Aim of the task:
Each line from the one that contains "outline green field" to the end of the material must be set down exactly, and no line before it.

Provided records:
◆ ◆ ◆ ◆ ◆ ◆ ◆

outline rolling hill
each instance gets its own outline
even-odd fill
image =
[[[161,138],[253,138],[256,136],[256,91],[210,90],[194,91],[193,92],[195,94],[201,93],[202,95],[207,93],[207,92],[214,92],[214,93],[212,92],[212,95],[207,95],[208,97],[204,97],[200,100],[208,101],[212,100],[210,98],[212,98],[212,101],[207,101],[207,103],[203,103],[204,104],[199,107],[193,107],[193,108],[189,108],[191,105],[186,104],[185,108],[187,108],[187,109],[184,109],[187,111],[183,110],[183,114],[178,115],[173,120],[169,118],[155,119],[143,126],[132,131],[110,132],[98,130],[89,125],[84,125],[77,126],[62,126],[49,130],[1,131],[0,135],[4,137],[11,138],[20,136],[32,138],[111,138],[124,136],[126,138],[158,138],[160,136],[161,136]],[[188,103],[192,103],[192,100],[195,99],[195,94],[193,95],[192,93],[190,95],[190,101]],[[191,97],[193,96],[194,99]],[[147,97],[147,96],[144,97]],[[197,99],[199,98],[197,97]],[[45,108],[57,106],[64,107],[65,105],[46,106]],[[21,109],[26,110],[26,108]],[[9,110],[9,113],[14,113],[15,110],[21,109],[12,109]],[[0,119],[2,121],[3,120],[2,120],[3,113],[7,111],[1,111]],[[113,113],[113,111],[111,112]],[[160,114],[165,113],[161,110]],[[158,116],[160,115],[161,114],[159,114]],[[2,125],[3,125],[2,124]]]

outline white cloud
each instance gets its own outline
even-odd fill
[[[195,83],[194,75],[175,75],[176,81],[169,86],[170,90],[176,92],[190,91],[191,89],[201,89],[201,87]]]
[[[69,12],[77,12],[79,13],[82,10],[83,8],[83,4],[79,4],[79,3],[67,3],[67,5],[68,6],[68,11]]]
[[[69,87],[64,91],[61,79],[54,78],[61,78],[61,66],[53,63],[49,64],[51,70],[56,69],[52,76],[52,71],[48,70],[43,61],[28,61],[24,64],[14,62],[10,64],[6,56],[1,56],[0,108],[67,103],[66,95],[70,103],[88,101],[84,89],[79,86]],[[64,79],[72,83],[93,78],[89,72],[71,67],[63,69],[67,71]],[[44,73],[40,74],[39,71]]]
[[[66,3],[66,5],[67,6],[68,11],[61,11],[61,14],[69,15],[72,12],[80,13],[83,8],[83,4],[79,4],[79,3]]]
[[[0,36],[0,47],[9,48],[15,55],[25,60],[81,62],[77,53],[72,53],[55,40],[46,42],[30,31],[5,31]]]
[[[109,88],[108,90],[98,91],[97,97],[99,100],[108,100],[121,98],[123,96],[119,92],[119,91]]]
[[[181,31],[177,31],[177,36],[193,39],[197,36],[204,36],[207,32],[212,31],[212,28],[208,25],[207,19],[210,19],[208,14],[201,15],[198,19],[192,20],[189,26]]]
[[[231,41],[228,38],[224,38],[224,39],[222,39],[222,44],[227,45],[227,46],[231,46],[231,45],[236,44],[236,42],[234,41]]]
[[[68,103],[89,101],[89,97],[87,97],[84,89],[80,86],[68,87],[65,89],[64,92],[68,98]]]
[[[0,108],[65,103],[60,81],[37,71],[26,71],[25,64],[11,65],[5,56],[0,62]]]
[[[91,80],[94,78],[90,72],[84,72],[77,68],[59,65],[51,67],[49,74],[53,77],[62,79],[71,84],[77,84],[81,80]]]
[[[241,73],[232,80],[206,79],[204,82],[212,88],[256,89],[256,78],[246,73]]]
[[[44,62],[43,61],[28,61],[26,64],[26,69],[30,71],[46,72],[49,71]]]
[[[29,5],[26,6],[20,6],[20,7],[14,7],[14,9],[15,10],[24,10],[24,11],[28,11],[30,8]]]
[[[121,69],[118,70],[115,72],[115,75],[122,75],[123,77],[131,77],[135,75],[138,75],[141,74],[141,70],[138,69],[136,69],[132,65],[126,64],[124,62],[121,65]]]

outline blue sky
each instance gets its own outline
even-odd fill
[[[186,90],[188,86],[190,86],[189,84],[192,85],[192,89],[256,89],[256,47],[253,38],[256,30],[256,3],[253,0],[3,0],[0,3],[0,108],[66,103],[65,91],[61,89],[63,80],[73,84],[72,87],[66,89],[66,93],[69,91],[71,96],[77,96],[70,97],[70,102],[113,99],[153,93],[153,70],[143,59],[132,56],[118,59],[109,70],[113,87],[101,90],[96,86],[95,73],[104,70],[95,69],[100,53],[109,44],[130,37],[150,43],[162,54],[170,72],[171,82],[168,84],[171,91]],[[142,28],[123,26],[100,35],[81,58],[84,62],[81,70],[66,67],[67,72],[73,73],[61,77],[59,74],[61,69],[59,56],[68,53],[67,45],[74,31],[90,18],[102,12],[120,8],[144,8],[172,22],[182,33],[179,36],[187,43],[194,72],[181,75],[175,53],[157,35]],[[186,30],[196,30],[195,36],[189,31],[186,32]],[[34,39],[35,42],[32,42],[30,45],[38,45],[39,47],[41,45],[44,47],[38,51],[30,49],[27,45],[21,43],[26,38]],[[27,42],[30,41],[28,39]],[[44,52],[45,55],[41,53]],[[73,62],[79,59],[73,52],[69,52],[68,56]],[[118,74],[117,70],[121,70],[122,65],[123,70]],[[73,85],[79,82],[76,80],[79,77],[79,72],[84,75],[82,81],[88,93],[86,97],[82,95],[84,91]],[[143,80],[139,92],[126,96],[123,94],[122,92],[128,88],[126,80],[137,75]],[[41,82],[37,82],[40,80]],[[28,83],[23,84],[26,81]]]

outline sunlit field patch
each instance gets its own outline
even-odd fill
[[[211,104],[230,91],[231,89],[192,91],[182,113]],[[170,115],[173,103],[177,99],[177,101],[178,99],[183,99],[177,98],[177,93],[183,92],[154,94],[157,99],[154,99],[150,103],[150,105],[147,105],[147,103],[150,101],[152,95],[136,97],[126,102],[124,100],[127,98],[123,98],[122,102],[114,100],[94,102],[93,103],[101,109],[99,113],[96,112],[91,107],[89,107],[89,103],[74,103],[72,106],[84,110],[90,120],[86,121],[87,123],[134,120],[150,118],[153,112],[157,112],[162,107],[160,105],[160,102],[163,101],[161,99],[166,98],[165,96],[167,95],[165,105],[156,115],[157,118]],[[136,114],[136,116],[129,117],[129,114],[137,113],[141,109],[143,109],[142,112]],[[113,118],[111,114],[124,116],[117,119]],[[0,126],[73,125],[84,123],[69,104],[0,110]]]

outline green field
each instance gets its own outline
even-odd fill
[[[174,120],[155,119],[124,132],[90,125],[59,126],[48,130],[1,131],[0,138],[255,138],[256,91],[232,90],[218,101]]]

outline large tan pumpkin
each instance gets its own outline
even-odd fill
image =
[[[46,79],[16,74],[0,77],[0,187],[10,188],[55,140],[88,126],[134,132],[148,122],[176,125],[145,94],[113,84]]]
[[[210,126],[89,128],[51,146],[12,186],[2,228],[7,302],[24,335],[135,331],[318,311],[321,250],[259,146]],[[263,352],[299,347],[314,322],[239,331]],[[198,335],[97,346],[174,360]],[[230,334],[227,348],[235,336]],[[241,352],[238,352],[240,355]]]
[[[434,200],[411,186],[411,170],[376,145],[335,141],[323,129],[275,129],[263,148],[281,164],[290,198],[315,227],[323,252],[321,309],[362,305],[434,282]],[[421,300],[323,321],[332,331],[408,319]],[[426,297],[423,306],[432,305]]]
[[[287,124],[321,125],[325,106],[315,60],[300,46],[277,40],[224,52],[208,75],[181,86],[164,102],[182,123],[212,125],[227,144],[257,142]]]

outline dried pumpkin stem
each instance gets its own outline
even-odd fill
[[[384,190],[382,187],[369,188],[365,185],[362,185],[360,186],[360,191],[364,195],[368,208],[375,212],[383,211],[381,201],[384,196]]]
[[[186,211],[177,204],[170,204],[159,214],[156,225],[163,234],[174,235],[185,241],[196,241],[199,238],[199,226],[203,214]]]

◆ ◆ ◆ ◆ ◆ ◆ ◆

Solution to this problem:
outline green field
each instance gets its own outline
even-odd fill
[[[174,120],[155,119],[124,132],[90,125],[59,126],[48,130],[1,131],[0,138],[255,138],[256,91],[232,90],[218,101]]]

outline large tan pumpkin
each instance gets its own outline
even-odd fill
image =
[[[46,79],[16,74],[0,77],[0,187],[10,188],[55,140],[88,126],[134,132],[148,122],[176,125],[145,94],[113,84]]]
[[[210,126],[89,128],[51,146],[12,186],[2,228],[7,302],[24,335],[135,331],[318,311],[321,250],[259,146]],[[263,352],[299,347],[314,322],[239,331]],[[198,335],[97,346],[174,360]],[[230,334],[227,348],[235,336]],[[241,352],[238,352],[240,355]]]
[[[434,200],[411,186],[411,170],[376,145],[335,141],[323,129],[275,129],[263,148],[281,164],[290,198],[315,227],[323,252],[321,309],[362,305],[434,282]],[[421,300],[323,321],[332,331],[408,319]],[[426,297],[423,306],[432,305]]]
[[[287,124],[321,125],[325,106],[315,60],[300,46],[277,40],[224,52],[208,75],[181,86],[164,102],[182,123],[212,125],[227,144],[257,142]]]

outline dried pumpkin stem
each instance gets its own outline
even-odd fill
[[[384,190],[382,187],[369,188],[365,185],[362,185],[360,186],[360,191],[364,195],[368,208],[375,212],[383,211],[381,201],[384,196]]]
[[[186,211],[177,204],[170,204],[159,214],[156,225],[163,234],[174,235],[185,241],[196,241],[199,238],[199,226],[203,214]]]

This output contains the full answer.